What the exercise asks:
For the string "sneaker", work out how many lines of the data contain it and give that number with nothing added.

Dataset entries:
-------------------------

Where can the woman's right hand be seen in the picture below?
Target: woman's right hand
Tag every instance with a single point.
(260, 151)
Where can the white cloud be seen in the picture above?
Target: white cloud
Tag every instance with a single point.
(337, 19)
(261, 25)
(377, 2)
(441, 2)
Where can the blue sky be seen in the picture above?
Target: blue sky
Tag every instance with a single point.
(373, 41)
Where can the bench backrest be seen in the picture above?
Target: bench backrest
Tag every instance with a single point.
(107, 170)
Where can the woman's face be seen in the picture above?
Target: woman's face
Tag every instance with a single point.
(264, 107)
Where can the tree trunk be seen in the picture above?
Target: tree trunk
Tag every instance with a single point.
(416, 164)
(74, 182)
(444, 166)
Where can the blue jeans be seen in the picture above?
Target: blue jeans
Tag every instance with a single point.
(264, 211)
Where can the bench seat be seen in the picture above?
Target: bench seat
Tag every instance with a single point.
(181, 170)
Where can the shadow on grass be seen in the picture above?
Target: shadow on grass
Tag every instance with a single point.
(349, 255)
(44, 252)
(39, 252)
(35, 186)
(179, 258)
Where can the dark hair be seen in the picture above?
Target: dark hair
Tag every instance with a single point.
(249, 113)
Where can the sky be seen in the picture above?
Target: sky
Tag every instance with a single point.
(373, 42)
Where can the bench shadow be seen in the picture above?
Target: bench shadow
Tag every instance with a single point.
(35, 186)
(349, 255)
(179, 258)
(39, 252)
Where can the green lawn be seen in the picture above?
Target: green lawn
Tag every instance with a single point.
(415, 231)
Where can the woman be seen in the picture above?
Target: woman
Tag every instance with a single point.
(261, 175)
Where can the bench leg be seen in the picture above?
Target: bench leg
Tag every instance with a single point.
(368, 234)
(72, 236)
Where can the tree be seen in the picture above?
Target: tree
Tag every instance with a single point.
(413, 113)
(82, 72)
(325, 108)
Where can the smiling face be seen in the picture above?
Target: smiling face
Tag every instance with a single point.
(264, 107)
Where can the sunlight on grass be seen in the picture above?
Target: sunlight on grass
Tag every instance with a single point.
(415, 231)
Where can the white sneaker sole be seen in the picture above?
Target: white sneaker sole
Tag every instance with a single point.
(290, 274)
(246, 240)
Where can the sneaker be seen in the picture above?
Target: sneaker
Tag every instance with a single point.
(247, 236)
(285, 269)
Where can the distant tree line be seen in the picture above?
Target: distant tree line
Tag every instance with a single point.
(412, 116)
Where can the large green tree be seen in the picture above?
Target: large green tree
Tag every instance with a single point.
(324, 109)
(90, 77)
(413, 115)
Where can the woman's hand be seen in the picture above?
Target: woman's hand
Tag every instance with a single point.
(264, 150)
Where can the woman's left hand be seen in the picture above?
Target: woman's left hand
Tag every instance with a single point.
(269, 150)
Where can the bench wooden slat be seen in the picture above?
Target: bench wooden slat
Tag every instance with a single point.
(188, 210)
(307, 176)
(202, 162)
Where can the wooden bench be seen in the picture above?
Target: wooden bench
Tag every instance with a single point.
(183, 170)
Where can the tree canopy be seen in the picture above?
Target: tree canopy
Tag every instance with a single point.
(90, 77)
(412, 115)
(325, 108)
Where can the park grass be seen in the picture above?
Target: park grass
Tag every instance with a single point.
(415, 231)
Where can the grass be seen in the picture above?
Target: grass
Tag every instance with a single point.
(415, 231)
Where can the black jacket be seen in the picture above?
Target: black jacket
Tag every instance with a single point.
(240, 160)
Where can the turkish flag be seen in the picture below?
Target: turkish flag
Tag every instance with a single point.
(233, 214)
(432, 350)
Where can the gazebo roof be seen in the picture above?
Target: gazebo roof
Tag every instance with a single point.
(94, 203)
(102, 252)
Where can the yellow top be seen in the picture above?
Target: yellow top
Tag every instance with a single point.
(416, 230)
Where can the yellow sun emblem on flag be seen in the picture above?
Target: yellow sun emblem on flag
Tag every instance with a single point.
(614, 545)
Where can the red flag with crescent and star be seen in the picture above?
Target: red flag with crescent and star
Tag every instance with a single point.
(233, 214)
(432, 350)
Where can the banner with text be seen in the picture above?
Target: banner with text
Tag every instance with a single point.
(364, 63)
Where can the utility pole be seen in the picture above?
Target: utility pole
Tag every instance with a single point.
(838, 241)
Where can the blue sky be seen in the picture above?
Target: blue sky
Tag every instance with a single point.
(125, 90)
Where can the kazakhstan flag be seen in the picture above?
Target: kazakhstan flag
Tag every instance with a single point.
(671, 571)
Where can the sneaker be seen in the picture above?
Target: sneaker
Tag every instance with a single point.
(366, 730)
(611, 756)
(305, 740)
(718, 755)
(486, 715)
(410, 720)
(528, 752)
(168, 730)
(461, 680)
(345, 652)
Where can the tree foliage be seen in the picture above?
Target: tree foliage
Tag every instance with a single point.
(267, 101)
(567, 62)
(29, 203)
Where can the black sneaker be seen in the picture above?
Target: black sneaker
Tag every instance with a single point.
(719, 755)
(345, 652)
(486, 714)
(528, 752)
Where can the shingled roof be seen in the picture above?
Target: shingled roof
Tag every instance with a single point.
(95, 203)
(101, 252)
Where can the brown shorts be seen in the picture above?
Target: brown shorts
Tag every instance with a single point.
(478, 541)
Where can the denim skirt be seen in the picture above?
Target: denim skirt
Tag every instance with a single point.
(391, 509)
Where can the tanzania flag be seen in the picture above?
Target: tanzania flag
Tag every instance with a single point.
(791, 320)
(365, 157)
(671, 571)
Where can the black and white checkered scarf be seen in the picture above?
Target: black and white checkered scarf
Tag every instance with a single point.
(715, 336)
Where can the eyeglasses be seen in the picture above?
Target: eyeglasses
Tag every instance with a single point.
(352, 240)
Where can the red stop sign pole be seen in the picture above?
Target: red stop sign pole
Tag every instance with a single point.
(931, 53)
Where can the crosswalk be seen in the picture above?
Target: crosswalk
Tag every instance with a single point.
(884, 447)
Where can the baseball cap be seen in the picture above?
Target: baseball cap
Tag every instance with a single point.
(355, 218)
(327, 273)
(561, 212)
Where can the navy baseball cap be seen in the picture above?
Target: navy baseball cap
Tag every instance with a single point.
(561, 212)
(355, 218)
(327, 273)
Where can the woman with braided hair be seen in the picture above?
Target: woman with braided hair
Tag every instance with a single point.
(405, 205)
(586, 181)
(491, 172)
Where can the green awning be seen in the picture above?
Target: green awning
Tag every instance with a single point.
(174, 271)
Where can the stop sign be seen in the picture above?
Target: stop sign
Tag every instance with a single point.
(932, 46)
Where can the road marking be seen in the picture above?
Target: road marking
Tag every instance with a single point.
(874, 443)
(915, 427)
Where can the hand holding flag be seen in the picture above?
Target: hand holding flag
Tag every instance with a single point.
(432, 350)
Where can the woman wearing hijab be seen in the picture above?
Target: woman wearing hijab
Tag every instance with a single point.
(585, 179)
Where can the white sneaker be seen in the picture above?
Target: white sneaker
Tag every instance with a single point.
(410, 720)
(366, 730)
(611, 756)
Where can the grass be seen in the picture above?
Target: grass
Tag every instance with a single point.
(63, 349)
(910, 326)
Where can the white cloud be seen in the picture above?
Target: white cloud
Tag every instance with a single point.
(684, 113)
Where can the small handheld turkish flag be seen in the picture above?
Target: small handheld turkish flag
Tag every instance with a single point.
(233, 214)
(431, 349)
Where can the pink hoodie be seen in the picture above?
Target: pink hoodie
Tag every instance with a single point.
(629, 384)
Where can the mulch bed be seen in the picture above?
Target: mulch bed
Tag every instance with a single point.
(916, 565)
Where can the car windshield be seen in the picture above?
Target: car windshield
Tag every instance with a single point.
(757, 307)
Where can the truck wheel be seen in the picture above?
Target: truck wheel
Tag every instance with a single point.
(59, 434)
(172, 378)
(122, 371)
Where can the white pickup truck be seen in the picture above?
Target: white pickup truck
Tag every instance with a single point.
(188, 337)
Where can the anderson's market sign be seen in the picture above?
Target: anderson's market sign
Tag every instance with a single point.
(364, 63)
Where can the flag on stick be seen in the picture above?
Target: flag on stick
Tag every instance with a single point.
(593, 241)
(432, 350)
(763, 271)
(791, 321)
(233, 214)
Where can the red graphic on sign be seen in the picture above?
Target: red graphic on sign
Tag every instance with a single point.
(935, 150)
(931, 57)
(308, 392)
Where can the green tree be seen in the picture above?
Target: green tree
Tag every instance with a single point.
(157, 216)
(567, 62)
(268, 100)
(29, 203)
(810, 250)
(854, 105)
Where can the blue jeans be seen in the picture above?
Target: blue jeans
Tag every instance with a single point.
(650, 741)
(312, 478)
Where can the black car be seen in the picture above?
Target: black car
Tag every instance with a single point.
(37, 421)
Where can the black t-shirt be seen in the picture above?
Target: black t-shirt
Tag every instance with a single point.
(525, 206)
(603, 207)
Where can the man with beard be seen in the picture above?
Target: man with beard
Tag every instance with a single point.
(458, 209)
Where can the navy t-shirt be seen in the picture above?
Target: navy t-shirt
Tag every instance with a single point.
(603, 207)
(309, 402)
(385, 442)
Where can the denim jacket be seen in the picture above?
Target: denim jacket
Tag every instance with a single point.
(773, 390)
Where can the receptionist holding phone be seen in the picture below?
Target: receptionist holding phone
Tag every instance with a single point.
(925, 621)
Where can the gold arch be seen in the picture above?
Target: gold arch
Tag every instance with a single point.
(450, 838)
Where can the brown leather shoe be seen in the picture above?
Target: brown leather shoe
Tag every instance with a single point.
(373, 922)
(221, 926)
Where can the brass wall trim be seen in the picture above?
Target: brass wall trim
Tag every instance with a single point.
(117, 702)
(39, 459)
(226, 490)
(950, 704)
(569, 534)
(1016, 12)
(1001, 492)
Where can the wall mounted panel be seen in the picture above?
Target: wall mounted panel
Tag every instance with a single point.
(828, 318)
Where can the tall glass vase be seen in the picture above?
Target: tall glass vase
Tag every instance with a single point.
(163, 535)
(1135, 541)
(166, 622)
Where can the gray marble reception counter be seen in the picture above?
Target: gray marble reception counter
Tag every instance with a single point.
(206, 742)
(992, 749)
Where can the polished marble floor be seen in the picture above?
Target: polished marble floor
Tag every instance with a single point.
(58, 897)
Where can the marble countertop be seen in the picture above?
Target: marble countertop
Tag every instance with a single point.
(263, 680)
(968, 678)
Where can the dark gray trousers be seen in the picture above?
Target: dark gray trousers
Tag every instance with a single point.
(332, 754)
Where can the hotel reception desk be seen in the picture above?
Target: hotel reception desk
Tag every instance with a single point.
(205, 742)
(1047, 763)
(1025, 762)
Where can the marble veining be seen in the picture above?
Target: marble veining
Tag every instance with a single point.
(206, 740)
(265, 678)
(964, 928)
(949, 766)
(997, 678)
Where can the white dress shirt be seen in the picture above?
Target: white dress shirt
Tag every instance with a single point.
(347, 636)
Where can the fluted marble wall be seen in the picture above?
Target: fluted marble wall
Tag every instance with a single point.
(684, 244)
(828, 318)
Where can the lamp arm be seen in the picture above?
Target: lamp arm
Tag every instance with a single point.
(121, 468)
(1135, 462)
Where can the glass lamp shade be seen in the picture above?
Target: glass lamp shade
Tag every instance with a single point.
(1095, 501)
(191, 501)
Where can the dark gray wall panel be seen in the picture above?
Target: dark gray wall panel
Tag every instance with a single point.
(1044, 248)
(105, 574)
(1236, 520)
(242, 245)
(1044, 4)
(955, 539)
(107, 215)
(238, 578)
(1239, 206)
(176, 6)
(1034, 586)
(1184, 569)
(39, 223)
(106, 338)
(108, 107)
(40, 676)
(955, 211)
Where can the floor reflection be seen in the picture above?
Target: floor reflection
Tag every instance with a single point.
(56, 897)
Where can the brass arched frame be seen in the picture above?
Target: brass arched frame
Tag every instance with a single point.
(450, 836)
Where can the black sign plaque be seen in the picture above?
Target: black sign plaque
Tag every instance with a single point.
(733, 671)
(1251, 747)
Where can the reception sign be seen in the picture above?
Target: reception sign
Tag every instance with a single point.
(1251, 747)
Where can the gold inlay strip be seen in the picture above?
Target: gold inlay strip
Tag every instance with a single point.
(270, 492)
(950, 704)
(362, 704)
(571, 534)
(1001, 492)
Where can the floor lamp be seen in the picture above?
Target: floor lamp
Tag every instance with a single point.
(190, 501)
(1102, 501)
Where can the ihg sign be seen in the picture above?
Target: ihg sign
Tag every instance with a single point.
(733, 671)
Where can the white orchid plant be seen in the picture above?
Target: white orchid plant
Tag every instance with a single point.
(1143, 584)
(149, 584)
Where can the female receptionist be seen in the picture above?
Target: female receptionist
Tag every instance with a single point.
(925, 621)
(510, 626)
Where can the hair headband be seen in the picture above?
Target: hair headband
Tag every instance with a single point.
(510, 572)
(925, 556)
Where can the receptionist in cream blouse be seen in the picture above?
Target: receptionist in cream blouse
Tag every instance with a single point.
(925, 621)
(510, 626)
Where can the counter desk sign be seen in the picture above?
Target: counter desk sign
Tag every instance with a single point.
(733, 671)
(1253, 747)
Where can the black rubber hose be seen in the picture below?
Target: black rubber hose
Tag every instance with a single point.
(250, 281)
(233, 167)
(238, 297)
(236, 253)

-------------------------

Output:
10